Мы нашли сколько-то персонажей, отобрали... Я обратилась к молодым документалистам, коллегам из Москвы, из школы Разбежкиной. Ирина Шаталова, которая делала фильм "Срок", Настя Тарасова, Наташа Возиянова. Они со мной начали снимать этот фильм в стиле "Синема верите" и таким образом запечатлели этих женщин. К сожалению, из шести женщин, которых мы сняли, две в процессе монтажа этого фильма умерли, потому что им было уже за 90.
"Неосознанность геноцида"
– Какая из этих историй вас тронула больше всего?
– Я думаю, это история Надежды Левицкой. Она бывшая ассистентка Солженицына и до сих пор, до того момента, когда мы снимали, работала в Фонде Солженицына. Мне посоветовал ее сын Натальи Солженицыной Ермолай. Она в этом фильме выглядит как человек, который действительно всё это осознал. У меня такое чувство было, что когда люди осознанно находились в такой ситуации – это страшнее, гораздо страшнее. Но были у нас и героини, у которых по ощущениям этой осознанности было меньше.

**Задание**
Верните без изменений отрывок интервью о документальном фильме от слов «Мы нашли сколько-то» до слов «было уже за 90.» включительно.

**Исходные материалы**
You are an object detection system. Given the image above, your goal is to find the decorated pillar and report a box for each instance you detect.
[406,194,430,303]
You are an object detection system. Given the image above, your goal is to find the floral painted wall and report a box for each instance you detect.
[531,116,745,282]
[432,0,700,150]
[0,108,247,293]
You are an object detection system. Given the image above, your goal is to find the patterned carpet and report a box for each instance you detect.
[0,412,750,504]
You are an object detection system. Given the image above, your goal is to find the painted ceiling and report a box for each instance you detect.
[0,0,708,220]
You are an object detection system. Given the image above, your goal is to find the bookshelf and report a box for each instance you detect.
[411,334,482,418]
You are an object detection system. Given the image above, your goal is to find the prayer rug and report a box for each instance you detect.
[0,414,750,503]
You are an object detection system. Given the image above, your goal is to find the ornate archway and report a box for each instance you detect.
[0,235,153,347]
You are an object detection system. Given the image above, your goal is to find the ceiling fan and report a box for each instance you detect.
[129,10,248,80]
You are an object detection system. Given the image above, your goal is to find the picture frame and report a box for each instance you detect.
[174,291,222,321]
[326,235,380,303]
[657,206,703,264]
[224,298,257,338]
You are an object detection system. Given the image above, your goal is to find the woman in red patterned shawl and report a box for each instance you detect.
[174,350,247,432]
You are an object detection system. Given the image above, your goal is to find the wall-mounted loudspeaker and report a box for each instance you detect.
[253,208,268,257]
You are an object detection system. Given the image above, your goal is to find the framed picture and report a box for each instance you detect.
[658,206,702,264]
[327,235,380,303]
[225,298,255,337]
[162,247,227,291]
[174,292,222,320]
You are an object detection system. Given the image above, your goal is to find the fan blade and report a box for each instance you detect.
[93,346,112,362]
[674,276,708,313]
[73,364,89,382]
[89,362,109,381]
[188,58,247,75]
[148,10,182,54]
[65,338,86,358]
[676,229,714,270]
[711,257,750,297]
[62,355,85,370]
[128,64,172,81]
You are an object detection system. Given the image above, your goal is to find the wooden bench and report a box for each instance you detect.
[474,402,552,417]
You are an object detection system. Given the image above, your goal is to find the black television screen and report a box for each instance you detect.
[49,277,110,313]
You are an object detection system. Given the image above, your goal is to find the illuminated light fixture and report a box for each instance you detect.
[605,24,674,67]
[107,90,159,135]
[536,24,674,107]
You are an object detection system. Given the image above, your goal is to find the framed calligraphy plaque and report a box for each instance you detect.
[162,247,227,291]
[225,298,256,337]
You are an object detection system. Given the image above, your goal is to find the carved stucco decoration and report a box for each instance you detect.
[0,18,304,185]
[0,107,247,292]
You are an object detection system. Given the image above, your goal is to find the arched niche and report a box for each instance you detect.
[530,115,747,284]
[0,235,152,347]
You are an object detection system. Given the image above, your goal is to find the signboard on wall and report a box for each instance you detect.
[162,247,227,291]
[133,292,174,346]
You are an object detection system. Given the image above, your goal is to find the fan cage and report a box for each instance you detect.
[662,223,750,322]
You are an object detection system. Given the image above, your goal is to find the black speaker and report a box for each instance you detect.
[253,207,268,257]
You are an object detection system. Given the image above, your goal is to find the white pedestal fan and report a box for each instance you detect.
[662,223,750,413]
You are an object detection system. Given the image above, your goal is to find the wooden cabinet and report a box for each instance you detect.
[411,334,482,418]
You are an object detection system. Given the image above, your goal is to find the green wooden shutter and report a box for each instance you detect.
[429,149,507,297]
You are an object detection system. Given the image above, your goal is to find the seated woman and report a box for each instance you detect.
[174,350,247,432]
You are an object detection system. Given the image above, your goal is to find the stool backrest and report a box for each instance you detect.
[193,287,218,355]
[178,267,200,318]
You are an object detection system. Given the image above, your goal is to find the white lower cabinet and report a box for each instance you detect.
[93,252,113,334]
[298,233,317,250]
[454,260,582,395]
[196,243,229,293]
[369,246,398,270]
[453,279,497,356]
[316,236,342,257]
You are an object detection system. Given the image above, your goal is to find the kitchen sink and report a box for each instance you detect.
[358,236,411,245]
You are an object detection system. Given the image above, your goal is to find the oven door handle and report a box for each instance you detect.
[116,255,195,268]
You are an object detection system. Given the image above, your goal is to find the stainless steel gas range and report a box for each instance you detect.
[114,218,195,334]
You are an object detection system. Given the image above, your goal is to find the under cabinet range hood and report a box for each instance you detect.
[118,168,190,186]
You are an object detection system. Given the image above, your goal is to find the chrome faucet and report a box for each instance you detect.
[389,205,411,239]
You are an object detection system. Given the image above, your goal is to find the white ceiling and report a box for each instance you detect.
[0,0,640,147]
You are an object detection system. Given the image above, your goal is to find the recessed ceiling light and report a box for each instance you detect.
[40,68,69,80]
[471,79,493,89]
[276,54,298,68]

**Ответ**
Мы нашли сколько-то персонажей, отобрали... Я обратилась к молодым документалистам, коллегам из Москвы, из школы Разбежкиной. Ирина Шаталова, которая делала фильм "Срок", Настя Тарасова, Наташа Возиянова. Они со мной начали снимать этот фильм в стиле "Синема верите" и таким образом запечатлели этих женщин. К сожалению, из шести женщин, которых мы сняли, две в процессе монтажа этого фильма умерли, потому что им было уже за 90.